# start of Input for this task

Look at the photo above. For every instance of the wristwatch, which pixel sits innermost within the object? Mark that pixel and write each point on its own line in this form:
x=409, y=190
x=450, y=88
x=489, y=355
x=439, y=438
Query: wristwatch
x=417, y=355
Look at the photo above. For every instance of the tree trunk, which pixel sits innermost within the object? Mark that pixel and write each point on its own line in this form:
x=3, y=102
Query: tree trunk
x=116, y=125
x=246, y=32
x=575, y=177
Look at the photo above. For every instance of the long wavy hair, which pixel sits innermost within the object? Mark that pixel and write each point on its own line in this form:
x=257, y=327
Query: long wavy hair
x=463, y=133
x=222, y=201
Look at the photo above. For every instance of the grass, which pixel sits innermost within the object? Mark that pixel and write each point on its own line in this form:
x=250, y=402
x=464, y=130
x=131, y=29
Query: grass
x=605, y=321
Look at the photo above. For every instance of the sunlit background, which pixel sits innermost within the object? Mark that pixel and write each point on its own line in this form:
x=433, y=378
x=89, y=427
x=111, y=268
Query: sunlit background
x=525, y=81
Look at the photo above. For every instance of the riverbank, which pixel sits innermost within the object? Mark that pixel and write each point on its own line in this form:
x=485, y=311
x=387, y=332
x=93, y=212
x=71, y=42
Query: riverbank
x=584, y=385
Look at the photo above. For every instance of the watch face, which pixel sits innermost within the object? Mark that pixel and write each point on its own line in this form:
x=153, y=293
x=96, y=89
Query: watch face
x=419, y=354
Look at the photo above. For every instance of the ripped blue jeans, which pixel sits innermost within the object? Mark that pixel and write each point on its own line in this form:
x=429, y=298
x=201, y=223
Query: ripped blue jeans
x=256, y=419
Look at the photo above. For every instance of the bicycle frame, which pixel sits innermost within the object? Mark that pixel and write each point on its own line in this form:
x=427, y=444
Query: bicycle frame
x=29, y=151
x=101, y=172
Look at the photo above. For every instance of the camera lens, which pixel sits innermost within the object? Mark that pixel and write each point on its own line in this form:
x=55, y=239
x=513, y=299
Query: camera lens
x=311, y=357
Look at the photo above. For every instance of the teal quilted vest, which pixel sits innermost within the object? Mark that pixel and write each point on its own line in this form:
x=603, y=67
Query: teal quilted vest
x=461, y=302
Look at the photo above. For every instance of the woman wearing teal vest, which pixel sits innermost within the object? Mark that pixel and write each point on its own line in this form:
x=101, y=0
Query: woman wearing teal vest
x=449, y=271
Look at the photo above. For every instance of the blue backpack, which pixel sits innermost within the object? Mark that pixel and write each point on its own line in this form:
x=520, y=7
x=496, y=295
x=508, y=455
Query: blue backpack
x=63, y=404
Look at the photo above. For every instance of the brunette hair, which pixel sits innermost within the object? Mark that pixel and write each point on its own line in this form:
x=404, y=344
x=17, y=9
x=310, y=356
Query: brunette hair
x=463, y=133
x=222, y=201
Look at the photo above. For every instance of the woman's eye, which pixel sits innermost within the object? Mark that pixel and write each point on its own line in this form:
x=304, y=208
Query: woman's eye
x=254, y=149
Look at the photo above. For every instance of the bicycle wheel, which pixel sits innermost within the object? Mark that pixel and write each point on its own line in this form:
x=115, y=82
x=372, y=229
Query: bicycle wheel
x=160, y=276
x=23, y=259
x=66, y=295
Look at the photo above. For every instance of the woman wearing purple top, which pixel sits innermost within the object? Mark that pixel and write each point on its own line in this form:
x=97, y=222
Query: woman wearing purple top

# end of Input for this task

■ **Work to complete**: Starting at the line that contains "Look at the photo above. For every instance of the camera", quote each remaining line of the entries above, unchanged.

■ **Exercise output**:
Look at the photo above. For every instance of the camera lens, which pixel sits innermost within the object? Mark that pixel and write each point on its own line in this form:
x=55, y=239
x=513, y=299
Query: camera lens
x=311, y=357
Look at the photo above. For every instance of the teal quilted vest, which pixel sits innermost within the object? Mark that pixel and write each point on its own line in this form:
x=603, y=67
Query: teal quilted vest
x=461, y=302
Look at the photo above. For every instance of the woman wearing teal vest, which pixel sits innermost within the object? Mark that pixel and write each point on its own line in this form:
x=101, y=0
Query: woman wearing teal vest
x=449, y=271
Look at the photo above. For every instance of the blue backpack, which pixel sits innermost within the object? Mark that pixel and write each point on its own line in this form:
x=520, y=7
x=496, y=295
x=508, y=455
Query: blue backpack
x=63, y=404
Look at the photo above. For every instance of the brunette hair, which pixel sits innermost within the object? Mark that pixel and write each point on its own line in this form:
x=404, y=344
x=17, y=9
x=310, y=356
Query: brunette hair
x=463, y=133
x=222, y=201
Look at the photo above. For every instance of the woman's eye, which pixel sits innermost within the object? Mark that pixel and write each point on its own line in this form:
x=304, y=208
Query: woman's eye
x=254, y=149
Look at the photo above. For every instance of the bicycle wheel, which pixel sits innermost within the object? Mark that pixel and write each point on its own line in this form:
x=115, y=82
x=372, y=229
Query: bicycle wheel
x=160, y=276
x=23, y=259
x=66, y=295
Look at the photo above. For every instance of the woman wearing purple top, which pixel sits innermost within the object? Mark that pixel and write each point on its own line in this form:
x=97, y=222
Query: woman wearing purple top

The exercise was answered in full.